▶ [Material provided]
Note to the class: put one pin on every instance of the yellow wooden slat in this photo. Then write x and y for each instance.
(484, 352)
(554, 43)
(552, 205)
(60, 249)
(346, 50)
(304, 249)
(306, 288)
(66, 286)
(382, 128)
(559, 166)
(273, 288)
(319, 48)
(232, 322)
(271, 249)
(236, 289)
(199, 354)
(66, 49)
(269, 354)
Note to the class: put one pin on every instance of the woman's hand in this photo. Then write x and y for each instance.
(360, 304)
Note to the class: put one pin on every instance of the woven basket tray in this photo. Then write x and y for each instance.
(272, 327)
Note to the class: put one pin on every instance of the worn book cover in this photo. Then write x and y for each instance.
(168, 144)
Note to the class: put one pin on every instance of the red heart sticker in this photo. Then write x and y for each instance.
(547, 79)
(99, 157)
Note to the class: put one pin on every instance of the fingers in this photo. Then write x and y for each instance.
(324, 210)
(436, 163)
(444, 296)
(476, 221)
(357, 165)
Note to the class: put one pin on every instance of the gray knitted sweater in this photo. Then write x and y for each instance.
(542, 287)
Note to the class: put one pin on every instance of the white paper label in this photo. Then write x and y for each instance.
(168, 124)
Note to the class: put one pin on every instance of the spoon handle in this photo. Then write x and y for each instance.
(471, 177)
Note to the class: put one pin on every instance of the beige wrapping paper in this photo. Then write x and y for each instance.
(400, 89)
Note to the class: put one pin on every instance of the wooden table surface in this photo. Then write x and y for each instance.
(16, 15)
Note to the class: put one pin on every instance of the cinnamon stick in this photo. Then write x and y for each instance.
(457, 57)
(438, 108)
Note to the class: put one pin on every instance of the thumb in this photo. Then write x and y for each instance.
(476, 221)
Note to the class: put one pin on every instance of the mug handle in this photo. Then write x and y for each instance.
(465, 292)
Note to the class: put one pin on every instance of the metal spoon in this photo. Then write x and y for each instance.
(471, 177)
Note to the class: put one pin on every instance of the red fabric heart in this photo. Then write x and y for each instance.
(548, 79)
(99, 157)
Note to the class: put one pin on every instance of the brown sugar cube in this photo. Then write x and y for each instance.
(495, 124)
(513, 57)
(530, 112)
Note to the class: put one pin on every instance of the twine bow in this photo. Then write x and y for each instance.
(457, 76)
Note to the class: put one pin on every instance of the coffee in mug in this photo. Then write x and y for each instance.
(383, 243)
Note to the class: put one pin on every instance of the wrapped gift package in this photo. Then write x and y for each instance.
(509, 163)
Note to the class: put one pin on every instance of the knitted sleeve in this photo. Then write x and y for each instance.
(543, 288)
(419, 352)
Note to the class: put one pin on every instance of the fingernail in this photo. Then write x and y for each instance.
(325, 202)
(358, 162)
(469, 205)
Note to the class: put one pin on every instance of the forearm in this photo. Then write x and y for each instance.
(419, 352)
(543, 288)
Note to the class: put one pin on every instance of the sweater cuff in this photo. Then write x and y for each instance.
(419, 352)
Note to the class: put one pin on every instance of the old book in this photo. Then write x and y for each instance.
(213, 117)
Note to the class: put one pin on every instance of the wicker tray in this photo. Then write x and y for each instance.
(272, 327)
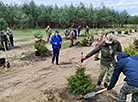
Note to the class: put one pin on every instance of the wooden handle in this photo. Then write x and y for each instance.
(106, 88)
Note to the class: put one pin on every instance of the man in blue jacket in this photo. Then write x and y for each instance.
(79, 29)
(56, 41)
(128, 65)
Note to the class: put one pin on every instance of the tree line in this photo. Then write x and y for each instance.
(30, 15)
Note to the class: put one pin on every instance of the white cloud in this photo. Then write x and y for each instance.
(119, 5)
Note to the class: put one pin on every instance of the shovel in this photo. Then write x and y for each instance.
(8, 63)
(92, 94)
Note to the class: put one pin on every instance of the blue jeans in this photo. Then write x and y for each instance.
(55, 54)
(11, 40)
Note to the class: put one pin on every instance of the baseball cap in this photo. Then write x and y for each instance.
(57, 31)
(109, 38)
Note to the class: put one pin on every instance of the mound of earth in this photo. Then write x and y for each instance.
(64, 95)
(33, 58)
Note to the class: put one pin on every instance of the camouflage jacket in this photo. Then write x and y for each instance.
(107, 52)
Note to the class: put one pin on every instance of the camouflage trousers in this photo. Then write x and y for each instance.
(105, 70)
(127, 89)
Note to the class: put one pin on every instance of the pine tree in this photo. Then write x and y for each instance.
(80, 82)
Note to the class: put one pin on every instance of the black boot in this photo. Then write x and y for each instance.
(98, 84)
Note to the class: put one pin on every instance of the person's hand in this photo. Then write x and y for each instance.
(83, 59)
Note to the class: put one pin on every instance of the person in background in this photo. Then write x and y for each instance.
(10, 34)
(112, 32)
(3, 38)
(72, 37)
(48, 31)
(128, 65)
(98, 40)
(66, 32)
(89, 39)
(56, 41)
(87, 30)
(108, 49)
(79, 29)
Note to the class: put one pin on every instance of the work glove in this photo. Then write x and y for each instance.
(84, 58)
(108, 88)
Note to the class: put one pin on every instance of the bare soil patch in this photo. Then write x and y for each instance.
(33, 58)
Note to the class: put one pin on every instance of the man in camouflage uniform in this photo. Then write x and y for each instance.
(72, 37)
(10, 34)
(108, 48)
(3, 38)
(128, 65)
(48, 30)
(89, 39)
(87, 30)
(98, 40)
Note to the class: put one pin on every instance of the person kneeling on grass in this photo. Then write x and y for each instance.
(56, 41)
(128, 65)
(108, 48)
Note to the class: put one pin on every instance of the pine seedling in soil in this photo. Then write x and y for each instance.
(80, 82)
(84, 41)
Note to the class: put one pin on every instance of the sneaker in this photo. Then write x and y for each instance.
(57, 63)
(105, 85)
(97, 59)
(98, 84)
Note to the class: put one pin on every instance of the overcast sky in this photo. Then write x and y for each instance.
(119, 5)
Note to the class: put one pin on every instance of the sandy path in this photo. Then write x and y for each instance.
(27, 83)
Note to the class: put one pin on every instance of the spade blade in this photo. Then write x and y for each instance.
(91, 94)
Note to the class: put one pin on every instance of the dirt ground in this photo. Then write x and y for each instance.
(40, 81)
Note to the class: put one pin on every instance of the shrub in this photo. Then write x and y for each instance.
(135, 42)
(126, 31)
(80, 82)
(84, 42)
(38, 35)
(14, 27)
(40, 46)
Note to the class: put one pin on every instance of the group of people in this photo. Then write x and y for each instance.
(112, 63)
(4, 39)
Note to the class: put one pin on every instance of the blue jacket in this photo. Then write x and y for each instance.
(57, 40)
(128, 65)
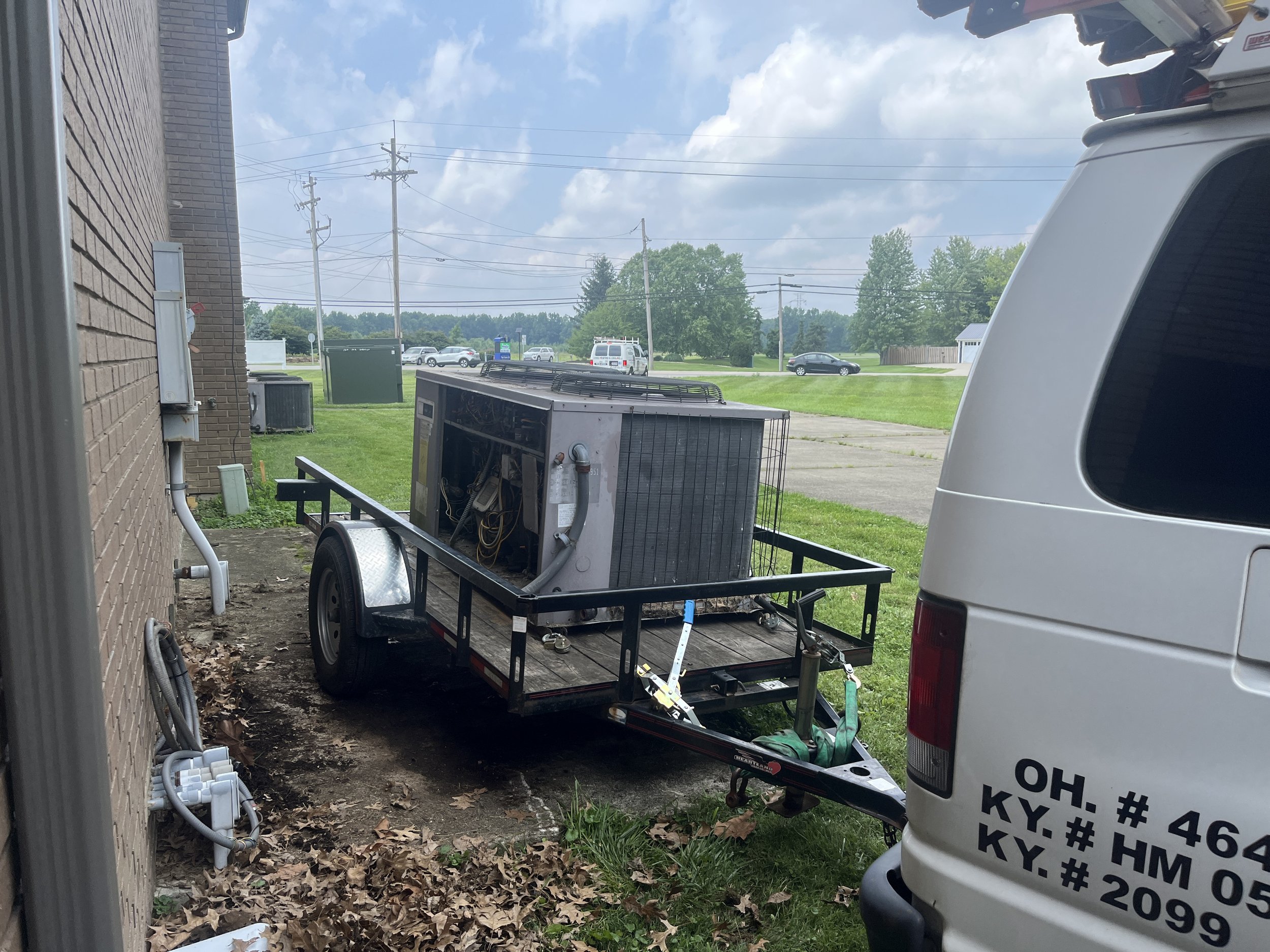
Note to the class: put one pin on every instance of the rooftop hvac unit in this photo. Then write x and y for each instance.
(280, 403)
(677, 476)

▶ [What is needed]
Copy out all of the data above, substituting "place one marker on" for each "put one pin on" and leaving the rest unchanged. Omit the pictures.

▶ [In response]
Note to the class: place one marker on every instance of the yellow wooden slat in this photo. Then write x and y for each instance.
(484, 352)
(554, 43)
(552, 205)
(60, 249)
(346, 50)
(304, 249)
(306, 288)
(66, 286)
(382, 128)
(559, 166)
(273, 288)
(319, 48)
(232, 322)
(271, 249)
(236, 289)
(199, 354)
(66, 49)
(269, 354)
Note to the class: place one marker on every instance of the woman's hand in this photo. Then write x and y for each instance.
(360, 304)
Note to the class: place one marker on every instance of the woven basket tray in this photo. Then write x and y for each instance.
(272, 327)
Note to the class: place one marker on every instance of the worn book cover in this photo. Then write x and y for each instance.
(168, 144)
Note to the class: place one marker on every instance of the red heart sticker in this photo. Then write x and y for each instance.
(547, 79)
(99, 157)
Note to the class: place one marker on every instance of the fingers in this photo. Then write x and y for each instance.
(324, 210)
(436, 163)
(444, 296)
(476, 221)
(357, 165)
Note to the class: place one marker on every instance of the gray knitted sweater in this photo. Then write x and y for each instance.
(542, 287)
Note to the class: place one marker on every instance of the white paper label in this photo. Then write x and y for each instance.
(168, 124)
Note to the class: place one marker on every instance of the spoon handle in this photo. Then write x and y for each instance.
(471, 177)
Note to the class: place one marker on every instance of the beige wrapping paper in this photo. Then write x and y for each instance.
(400, 89)
Note to the class: place one marker on every instance of the wooden table surface in this photo. Then write x and y for each instance.
(16, 15)
Note to the class: place one marker on every instance of the cinnamon stick in this photo. Then write x and y for each instance.
(457, 57)
(438, 108)
Note to the class: place one marker on every instance of the thumb in this photo. Then write x and y for each instance.
(476, 221)
Note to the class: place one marker on every instance of the mug handle in this photo. Then write x and y for each instance.
(465, 292)
Note to the class: place one marker on every instance of the metal spoon in this photo. Then write x and y for each instance.
(471, 177)
Note to the class: place one marker on every instance of the red fabric heart in this photo. Then write x and y for each instance.
(548, 79)
(99, 157)
Note to the class: place one marker on every instance of the brown sugar cube in this photo. Then write x and y for each instance.
(495, 124)
(513, 57)
(530, 112)
Note to the class: place one marker on every instance of the twine bow in this photo. Then write x and y for each instance.
(457, 76)
Note to the class: place one marker on every instance of the coffee in mug in this photo. Then write x and y for each instance.
(383, 243)
Note to the class: place one marker on every instance of the wrapped gift package in this photo. Then write x and y for each instance.
(509, 163)
Note to the class: place one marker on every instance of the knitted sleeve in this photo. Then write x and y for each instance.
(543, 288)
(419, 352)
Note to the class: place one marker on every instance of the fingernail in this photo. Then write x and y for each instance.
(325, 202)
(358, 162)
(469, 205)
Note to the class: place one marker on every instance of the forearm in this photo. Then write x and y for each instance.
(419, 352)
(543, 288)
Note to the class: place one marker on every instance of the sweater cuff in this photo. Then write x and y for each instance.
(419, 352)
Note to the class: place one marker on every instance of the old book in this photo. Then write x and y for each instance.
(213, 117)
Note to the class: place one marker on every instance of the wicker tray in this photo. Then write x and y for each instance.
(272, 327)
Note to the class: place one marker on every instance of the wooden handle in this photo. Then write x and y for each instance.
(106, 88)
Note to the class: place one marker on every instance of the man in blue jacket in this photo. Then write x and y for each instance.
(79, 29)
(56, 41)
(128, 65)
Note to the class: place one marker on every instance of the tree line in this photo. Then write x and y for each instance.
(30, 15)
Note to the class: place one marker on every instance of the white cloud in this photo. Then write x and y for each instance.
(119, 5)
Note to the class: place one marker on every instance of the shovel in this photo. Then write x and y for each instance.
(8, 63)
(92, 94)
Note to the class: place one marker on every instance of the blue jeans in this photo. Then write x and y for each instance.
(55, 54)
(11, 40)
Note to the class: place one marker on every instance of the baseball cap in this photo. Then write x and y for each instance.
(57, 31)
(109, 38)
Note to the class: place one marker on every instance of the mound of earth in this photo. Then write x and y for each instance.
(64, 95)
(33, 58)
Note to the class: place one marker on every instance of the camouflage jacket in this photo. Then write x and y for each instance.
(107, 52)
Note to the class: place one marker on every instance of the camouflage trousers in this photo. Then write x and y for each instance.
(105, 70)
(127, 89)
Note to the class: place one marker on every instance of the pine tree in this photo. Then write x and y for each instance.
(80, 82)
Note to the class: place one marker on every instance of the black boot in this photo. Then write x and y for each instance.
(98, 84)
Note to the class: place one marker on every instance of the person's hand in this photo. Then write x and y for each instance.
(83, 59)
Note to the class: place one marker on every instance of the person in background in this photo. Then write x and y for each instance.
(10, 34)
(112, 32)
(3, 38)
(72, 37)
(48, 31)
(128, 65)
(98, 40)
(66, 32)
(89, 39)
(56, 41)
(87, 30)
(108, 49)
(79, 29)
Note to the class: place one marker on every instance of the work glove in this photo. Then write x and y for each instance.
(84, 58)
(108, 88)
Note to the class: place one marker on every instance of the bare soil patch in this photo. Then write x and y for each instance.
(33, 58)
Note to the class: place one marker on every instance of the man in camouflage uniform in this photo. Then write x and y for each instance.
(72, 37)
(10, 34)
(108, 48)
(3, 38)
(128, 65)
(48, 30)
(89, 39)
(87, 30)
(98, 40)
Note to the class: place one marker on every instance of the person kneeling on grass in this photo. Then write x and y for each instance.
(56, 41)
(128, 65)
(108, 48)
Note to the class: place one marker on every instance of the pine seedling in soil in this photo. Then write x and y for each instance.
(80, 82)
(84, 41)
Note to the class: place one marker on every instance of the sneaker in this photo. Then write x and y for each instance.
(57, 63)
(105, 85)
(97, 59)
(98, 84)
Note to the class: place one marker on every instance of the overcast sky in this photo. Then write x and y for each instance.
(119, 5)
Note to the class: place one marker on every instance of the sandy path in this photo. Then write x and y for each instance.
(27, 83)
Note to the class: place one marker on every instance of the spade blade in this photo. Then write x and y for each instance.
(91, 94)
Note to the class: place one marker on every instance of the dirt ground in this photo. Then write x and y for each instance.
(40, 81)
Note to the class: place one marker on every instance of the shrub in this photo. Then write x and y for each instance.
(135, 42)
(126, 31)
(80, 82)
(84, 42)
(38, 35)
(14, 27)
(40, 46)
Note to the class: place one marker on every instance of the group of people in this photo. Then write x and y for each instance.
(112, 63)
(4, 39)
Note to the class: place one marker on every instance of the blue jacket in this photo. Then write x and y for each instance.
(57, 40)
(128, 65)
Note to the class: place one marker on every instance of the rooftop hvac unit in this photo. Then write x and y for each instance.
(280, 403)
(677, 476)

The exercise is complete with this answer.